* Given task
Gather every line of the records below that contains the string "stone", matching case exactly.

* Data rows
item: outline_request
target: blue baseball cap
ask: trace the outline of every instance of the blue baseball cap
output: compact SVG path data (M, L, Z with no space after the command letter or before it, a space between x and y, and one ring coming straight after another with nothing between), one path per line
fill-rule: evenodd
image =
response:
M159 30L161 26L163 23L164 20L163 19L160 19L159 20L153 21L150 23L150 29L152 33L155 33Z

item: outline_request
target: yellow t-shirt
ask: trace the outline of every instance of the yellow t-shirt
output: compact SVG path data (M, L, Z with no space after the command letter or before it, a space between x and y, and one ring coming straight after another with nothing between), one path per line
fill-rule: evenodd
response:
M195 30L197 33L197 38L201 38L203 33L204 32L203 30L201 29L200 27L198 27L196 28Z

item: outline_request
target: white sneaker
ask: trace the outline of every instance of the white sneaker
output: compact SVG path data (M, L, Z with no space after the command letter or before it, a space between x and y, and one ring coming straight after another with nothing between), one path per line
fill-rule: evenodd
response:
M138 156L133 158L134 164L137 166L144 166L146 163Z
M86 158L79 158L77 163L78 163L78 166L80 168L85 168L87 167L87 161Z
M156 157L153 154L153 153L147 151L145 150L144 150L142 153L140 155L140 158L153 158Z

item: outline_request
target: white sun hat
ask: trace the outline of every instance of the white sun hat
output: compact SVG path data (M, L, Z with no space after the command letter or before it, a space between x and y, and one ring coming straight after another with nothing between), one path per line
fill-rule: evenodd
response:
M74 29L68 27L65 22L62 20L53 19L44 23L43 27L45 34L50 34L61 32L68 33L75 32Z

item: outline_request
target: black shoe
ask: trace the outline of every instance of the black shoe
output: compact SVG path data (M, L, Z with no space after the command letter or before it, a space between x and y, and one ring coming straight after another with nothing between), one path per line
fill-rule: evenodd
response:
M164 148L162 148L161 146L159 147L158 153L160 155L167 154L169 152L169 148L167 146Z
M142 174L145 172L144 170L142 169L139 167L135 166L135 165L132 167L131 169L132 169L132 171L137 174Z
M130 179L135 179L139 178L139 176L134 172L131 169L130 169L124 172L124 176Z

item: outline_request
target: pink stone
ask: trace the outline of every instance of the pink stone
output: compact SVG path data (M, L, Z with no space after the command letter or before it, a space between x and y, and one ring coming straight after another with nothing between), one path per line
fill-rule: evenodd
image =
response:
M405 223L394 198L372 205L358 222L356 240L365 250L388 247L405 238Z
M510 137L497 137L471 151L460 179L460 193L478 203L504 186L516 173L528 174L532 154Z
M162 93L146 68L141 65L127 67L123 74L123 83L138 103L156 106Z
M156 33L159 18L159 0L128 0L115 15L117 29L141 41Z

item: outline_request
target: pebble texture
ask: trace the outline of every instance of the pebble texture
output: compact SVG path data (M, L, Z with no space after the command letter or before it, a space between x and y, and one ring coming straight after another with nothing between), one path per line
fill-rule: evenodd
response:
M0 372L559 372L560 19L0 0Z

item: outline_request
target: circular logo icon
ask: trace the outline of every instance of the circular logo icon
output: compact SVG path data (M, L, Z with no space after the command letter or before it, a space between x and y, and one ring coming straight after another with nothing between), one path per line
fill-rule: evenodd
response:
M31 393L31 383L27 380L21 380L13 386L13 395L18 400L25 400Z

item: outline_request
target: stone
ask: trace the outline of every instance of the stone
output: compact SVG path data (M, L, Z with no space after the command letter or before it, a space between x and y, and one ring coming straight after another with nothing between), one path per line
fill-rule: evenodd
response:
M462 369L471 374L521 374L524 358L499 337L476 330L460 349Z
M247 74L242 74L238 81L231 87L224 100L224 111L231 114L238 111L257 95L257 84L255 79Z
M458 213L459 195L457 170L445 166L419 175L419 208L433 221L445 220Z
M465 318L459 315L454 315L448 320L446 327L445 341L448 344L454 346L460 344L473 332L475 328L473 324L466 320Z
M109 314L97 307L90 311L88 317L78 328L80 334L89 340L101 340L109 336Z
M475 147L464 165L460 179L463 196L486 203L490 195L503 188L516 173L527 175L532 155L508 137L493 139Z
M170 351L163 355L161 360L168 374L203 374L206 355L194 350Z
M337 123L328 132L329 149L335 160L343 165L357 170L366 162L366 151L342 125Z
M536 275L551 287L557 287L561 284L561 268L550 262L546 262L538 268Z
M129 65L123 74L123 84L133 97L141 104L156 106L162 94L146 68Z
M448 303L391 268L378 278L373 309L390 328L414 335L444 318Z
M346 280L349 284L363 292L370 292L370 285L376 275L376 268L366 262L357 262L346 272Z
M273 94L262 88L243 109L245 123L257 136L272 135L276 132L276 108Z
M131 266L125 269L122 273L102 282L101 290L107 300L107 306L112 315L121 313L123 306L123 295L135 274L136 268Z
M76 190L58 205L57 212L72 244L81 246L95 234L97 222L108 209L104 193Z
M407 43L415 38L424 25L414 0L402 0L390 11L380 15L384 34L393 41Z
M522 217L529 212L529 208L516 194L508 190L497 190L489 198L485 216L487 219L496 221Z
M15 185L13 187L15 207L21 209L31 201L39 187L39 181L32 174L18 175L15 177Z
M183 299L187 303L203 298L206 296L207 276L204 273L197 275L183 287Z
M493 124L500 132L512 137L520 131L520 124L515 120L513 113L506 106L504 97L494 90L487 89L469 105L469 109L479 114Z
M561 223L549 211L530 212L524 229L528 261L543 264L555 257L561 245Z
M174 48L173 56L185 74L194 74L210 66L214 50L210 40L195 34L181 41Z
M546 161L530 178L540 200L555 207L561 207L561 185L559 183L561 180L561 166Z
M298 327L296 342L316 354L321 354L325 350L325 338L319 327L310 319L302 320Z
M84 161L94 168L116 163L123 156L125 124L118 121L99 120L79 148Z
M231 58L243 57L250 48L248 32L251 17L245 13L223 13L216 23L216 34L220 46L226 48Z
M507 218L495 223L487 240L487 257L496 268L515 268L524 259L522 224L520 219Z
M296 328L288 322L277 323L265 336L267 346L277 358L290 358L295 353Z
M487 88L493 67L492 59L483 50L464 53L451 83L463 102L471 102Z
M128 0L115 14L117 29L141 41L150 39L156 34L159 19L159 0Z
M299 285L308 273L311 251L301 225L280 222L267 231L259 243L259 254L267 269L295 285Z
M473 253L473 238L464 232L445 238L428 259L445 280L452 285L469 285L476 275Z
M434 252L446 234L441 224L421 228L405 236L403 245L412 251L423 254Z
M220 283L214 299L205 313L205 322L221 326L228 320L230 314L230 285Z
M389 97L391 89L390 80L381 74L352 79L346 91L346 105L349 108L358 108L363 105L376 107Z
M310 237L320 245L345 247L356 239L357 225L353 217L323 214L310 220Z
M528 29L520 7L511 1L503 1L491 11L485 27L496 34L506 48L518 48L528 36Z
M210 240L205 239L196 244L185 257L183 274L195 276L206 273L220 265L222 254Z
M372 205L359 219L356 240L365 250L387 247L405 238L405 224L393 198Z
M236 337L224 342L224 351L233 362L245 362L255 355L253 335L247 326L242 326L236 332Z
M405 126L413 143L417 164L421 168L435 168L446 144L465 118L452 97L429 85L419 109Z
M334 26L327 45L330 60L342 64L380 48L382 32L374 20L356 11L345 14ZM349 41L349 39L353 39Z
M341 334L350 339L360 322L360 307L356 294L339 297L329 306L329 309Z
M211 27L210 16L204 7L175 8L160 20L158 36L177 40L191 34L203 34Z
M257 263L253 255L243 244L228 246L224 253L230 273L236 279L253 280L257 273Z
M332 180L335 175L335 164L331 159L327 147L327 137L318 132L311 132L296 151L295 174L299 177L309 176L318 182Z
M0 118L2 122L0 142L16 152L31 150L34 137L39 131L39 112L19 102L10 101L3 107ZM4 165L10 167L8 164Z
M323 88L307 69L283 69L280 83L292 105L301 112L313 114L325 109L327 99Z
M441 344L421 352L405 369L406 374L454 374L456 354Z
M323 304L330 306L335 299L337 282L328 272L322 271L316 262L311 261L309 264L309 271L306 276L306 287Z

* Response to the exercise
target: pink stone
ask: trace the outline of every instance of the pink stone
target: stone
ask: trace the outline of every instance of the stone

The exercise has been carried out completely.